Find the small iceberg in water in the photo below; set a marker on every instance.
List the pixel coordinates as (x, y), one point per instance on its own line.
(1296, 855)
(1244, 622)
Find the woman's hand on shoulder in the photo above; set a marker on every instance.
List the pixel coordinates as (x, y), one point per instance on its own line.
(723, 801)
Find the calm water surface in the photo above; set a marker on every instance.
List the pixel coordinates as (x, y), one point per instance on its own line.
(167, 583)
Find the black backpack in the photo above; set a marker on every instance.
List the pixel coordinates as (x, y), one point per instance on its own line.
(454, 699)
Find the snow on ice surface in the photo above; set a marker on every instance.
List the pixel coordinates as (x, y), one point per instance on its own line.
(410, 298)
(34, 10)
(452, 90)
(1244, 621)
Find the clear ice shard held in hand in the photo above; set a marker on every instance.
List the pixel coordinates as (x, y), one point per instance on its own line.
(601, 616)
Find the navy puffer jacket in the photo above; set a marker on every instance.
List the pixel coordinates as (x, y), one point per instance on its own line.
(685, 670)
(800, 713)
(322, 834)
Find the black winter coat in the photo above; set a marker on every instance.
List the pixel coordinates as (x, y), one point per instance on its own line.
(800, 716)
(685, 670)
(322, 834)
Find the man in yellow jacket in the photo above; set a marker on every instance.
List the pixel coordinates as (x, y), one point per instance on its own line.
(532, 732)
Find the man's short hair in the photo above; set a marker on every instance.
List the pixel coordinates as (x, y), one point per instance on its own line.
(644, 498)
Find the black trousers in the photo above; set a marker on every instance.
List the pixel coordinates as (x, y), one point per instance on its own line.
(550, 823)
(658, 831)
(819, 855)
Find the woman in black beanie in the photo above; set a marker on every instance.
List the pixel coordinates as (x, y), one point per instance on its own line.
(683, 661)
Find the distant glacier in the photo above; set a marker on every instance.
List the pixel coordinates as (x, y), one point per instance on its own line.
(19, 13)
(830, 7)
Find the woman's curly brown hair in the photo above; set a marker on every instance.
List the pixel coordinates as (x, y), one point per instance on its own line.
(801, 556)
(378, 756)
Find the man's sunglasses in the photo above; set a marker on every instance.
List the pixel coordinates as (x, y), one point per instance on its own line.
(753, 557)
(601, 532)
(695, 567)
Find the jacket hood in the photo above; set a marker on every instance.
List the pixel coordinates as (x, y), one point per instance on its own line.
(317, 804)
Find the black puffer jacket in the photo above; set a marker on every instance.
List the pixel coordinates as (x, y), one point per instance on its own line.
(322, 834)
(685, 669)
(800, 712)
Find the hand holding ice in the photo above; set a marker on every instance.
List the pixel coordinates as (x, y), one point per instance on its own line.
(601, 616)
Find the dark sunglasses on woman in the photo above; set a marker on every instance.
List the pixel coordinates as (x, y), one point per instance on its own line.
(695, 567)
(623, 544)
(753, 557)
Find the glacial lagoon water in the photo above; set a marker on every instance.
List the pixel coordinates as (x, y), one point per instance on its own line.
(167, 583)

__Job__. Return every line of the records above verbatim, from the first to the last.

__Final answer__.
Find the small iceberg in water in the photo below; set a marker on every instance.
List the pixel coordinates as (x, y), one point per instance on its own line.
(1296, 855)
(1244, 622)
Find the woman's hand on shoulder in the photo above; set a marker on every instance.
List the pixel coordinates as (x, y), one point per instance on its own line.
(723, 801)
Find the calm water surface in the photo above; set a marker on every instance.
List the pixel coordinates as (x, y), one point per instance on its own line.
(167, 583)
Find the black backpack in the photo above; set a marker on every instance.
List the pixel coordinates as (x, y), one point per instance on its own line.
(454, 699)
Find the snow on ice surface in the photo above; set a marker on every instance.
List the pixel coordinates as (x, y), one point per instance on its own line.
(410, 298)
(34, 10)
(452, 90)
(1244, 621)
Find the clear ice shard held in hand in the photo above; set a marker on every instance.
List the pixel coordinates as (x, y), one point per instance on its own line.
(601, 616)
Find the navy puffer jacket in the photo above; set a marker on every instance.
List the pixel coordinates as (x, y), one point per instance on its own line.
(685, 670)
(800, 713)
(322, 834)
Find the black winter coat in the photo above; set a marker on every instance.
List the pixel coordinates as (x, y), one point per instance on its own line.
(800, 716)
(685, 670)
(322, 834)
Find the man in yellow jacket in the photo above; set a marker on every instance.
List the pixel coordinates as (x, y), one point per instance on its own line.
(532, 732)
Find the man's short hair in the photo above; set a marker on every instance.
List the pixel coordinates as (x, y), one point per instance on its own line.
(644, 498)
Find the black trousers in the photo above; set a marker on every instance.
List the pixel coordinates as (x, y), one point per instance on its own line.
(550, 823)
(658, 831)
(819, 855)
Find the woman in black beanie in the photo above; set a marker on every instance.
List the pixel coordinates as (x, y), one point per instance on its own line.
(683, 661)
Find the distant glacier in the photo above; set a marker on every instance.
List the pixel coordinates as (x, y), one point per instance on its own line.
(19, 13)
(830, 7)
Find the woman's curly brown hair in the photo above; set a marker on every instance.
List the pixel coordinates as (x, y), one point per instance on its own line.
(801, 556)
(378, 756)
Find the man's sunglasses in the photo above; set a marker on every instance.
List the pixel coordinates as (x, y), one point per instance on its own line.
(753, 557)
(601, 532)
(695, 567)
Find the jacket hood in the photo above; set a marker on every instance.
List the pixel coordinates as (x, y), one point per instance on its own line.
(317, 804)
Find the black puffer jacket in the photo above; set a marker on every instance.
List the pixel coordinates as (x, y), one point per instance on its own line.
(322, 834)
(685, 669)
(800, 712)
Find the hand holding ice in the photo above; set a marker on every instance.
List the pixel coordinates as (x, y), one point per instance on its own line.
(601, 616)
Find the dark sunglasses on woman in the photo above; set a marker on every instance.
List the pixel coordinates as (x, y), one point per instance on its own line.
(695, 567)
(623, 544)
(753, 557)
Find the glacial lagoon water in the photo above; set a marker on every instance.
List the pixel coordinates as (x, y), one point per instance on its own line.
(167, 583)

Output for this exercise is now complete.